**YOUR OBJECTIVE**
Only the lines from the one containing "Identify a point on each instance of the wheelchair, one" through the end of the material are to be echoed, each exactly as it appears.

**EXERCISE MATERIAL**
▼

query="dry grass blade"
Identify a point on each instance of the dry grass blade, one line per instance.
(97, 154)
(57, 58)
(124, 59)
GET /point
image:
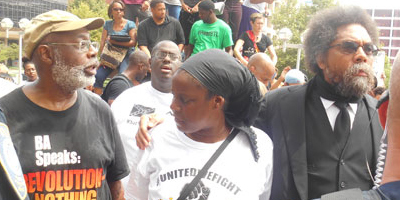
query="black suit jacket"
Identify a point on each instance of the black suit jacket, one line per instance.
(282, 116)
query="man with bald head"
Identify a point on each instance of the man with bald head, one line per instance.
(147, 98)
(261, 65)
(61, 132)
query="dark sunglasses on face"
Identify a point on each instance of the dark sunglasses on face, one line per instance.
(349, 47)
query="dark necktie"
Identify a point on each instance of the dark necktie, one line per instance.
(342, 124)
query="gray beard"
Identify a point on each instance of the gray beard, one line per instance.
(68, 77)
(355, 86)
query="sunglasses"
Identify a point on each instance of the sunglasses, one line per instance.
(162, 55)
(118, 9)
(349, 47)
(83, 45)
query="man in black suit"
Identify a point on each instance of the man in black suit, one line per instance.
(326, 133)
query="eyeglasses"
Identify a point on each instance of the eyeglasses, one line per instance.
(349, 47)
(162, 55)
(118, 9)
(83, 45)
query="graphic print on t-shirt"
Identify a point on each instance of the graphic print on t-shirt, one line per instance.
(139, 110)
(200, 192)
(62, 183)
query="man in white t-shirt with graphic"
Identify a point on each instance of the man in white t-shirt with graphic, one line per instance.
(150, 97)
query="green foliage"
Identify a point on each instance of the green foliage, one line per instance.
(89, 9)
(8, 52)
(295, 17)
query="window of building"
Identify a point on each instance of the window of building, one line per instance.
(393, 52)
(396, 23)
(383, 22)
(397, 13)
(383, 13)
(396, 33)
(384, 33)
(395, 43)
(384, 43)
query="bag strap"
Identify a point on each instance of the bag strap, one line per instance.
(252, 37)
(188, 188)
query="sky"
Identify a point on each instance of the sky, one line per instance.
(381, 4)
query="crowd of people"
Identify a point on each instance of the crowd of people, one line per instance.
(189, 116)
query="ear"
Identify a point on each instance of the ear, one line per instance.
(141, 66)
(321, 61)
(45, 54)
(219, 102)
(252, 68)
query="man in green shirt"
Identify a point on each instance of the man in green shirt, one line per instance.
(209, 32)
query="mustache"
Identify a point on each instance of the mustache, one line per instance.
(91, 63)
(361, 67)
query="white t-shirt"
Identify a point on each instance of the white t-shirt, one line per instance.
(173, 159)
(129, 107)
(260, 7)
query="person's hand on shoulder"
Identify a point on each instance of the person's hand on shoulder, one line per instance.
(146, 123)
(145, 6)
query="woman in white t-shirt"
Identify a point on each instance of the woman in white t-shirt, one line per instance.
(214, 97)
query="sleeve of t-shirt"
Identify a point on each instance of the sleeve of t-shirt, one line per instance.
(227, 40)
(131, 25)
(116, 87)
(138, 184)
(107, 25)
(180, 36)
(118, 169)
(243, 36)
(192, 37)
(269, 41)
(142, 39)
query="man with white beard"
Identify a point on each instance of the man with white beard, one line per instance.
(66, 139)
(326, 133)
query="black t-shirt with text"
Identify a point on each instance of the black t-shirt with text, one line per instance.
(66, 153)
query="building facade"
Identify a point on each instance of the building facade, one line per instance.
(388, 22)
(18, 9)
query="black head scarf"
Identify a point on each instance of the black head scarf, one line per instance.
(221, 74)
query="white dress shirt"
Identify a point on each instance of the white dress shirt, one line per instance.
(332, 111)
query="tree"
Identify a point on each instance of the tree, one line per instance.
(295, 17)
(89, 9)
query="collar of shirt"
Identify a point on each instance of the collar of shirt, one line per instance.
(332, 111)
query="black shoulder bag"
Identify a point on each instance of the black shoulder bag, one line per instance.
(189, 187)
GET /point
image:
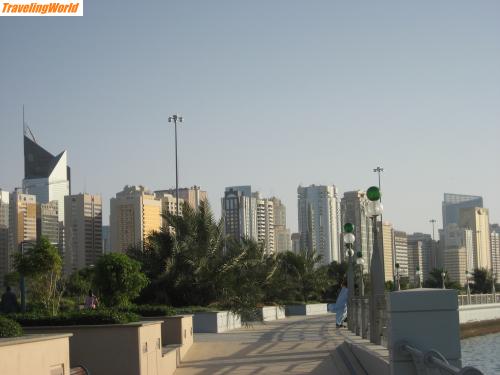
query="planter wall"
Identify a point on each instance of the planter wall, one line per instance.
(176, 330)
(269, 313)
(308, 309)
(35, 354)
(125, 349)
(215, 322)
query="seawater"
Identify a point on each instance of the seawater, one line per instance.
(482, 352)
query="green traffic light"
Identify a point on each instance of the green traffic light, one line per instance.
(373, 193)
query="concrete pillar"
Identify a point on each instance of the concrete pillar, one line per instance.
(425, 319)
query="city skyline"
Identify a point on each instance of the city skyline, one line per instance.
(322, 93)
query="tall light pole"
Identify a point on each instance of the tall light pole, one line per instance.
(349, 239)
(176, 118)
(374, 209)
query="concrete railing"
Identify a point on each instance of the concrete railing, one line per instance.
(478, 299)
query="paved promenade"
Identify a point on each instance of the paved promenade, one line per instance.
(297, 345)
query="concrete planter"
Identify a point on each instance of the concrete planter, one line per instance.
(176, 331)
(125, 349)
(35, 354)
(307, 309)
(215, 322)
(269, 313)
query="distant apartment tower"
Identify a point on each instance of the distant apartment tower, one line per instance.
(168, 206)
(495, 249)
(386, 247)
(453, 203)
(239, 211)
(47, 222)
(192, 196)
(477, 219)
(106, 239)
(353, 210)
(282, 239)
(295, 242)
(415, 259)
(46, 176)
(4, 232)
(83, 231)
(318, 221)
(265, 222)
(22, 222)
(135, 213)
(428, 248)
(401, 252)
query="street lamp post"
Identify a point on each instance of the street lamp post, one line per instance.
(398, 278)
(349, 239)
(176, 118)
(374, 209)
(418, 274)
(467, 279)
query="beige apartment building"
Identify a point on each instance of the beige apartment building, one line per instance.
(386, 247)
(477, 219)
(83, 231)
(168, 205)
(22, 222)
(135, 213)
(192, 196)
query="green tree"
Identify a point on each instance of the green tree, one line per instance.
(42, 266)
(118, 279)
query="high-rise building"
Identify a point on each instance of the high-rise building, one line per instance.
(265, 222)
(282, 240)
(495, 249)
(295, 242)
(46, 176)
(318, 221)
(4, 232)
(415, 259)
(353, 210)
(106, 239)
(452, 203)
(455, 238)
(168, 206)
(192, 196)
(386, 248)
(428, 246)
(401, 252)
(239, 211)
(22, 222)
(83, 231)
(477, 219)
(47, 222)
(135, 213)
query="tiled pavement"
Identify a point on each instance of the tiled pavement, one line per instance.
(297, 345)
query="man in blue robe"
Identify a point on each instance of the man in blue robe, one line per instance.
(340, 307)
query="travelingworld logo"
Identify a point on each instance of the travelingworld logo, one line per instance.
(19, 8)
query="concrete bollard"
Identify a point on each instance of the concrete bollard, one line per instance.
(425, 319)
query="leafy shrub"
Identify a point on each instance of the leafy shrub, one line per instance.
(9, 328)
(83, 317)
(151, 310)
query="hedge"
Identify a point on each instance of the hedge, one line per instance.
(9, 328)
(83, 317)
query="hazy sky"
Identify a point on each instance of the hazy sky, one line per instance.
(274, 94)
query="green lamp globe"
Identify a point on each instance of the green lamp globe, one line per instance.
(373, 193)
(348, 228)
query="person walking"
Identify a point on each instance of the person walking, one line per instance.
(91, 301)
(340, 307)
(9, 303)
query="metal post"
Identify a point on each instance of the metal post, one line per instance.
(350, 286)
(377, 287)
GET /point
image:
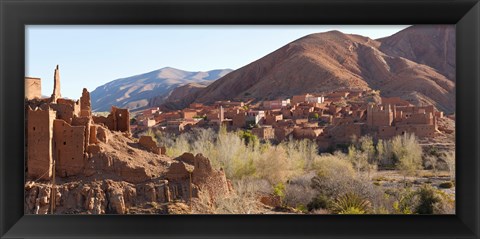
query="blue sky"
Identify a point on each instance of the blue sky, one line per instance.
(90, 56)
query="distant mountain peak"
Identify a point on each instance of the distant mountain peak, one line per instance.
(332, 60)
(138, 90)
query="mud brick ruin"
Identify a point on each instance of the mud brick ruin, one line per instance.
(101, 168)
(62, 130)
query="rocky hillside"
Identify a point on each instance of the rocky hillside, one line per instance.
(431, 45)
(136, 91)
(333, 60)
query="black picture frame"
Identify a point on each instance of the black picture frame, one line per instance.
(15, 14)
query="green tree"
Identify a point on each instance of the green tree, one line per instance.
(408, 153)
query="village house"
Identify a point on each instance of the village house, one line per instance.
(264, 132)
(276, 104)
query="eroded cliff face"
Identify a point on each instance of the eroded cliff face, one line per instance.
(119, 187)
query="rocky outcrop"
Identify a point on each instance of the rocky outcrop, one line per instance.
(131, 190)
(200, 171)
(149, 144)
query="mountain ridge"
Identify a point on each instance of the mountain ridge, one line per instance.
(136, 91)
(332, 60)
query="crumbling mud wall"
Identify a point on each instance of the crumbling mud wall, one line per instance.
(40, 142)
(69, 148)
(33, 88)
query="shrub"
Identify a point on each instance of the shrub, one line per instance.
(279, 190)
(242, 201)
(408, 153)
(446, 185)
(406, 201)
(351, 203)
(298, 190)
(449, 158)
(319, 202)
(427, 199)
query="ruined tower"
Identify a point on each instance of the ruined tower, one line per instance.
(56, 85)
(85, 104)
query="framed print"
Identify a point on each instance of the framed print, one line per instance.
(239, 119)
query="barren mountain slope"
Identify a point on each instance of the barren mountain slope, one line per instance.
(432, 45)
(330, 61)
(136, 91)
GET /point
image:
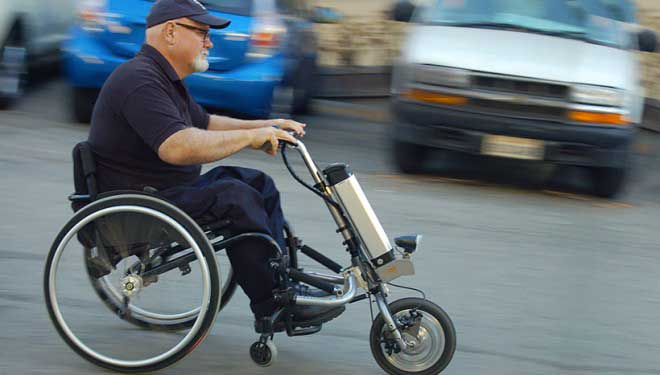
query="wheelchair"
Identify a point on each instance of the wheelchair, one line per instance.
(157, 274)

▲

**ANSWER TO THIS PROBLEM**
Identify a point on each instance of the wheelchair, one line per instance.
(157, 274)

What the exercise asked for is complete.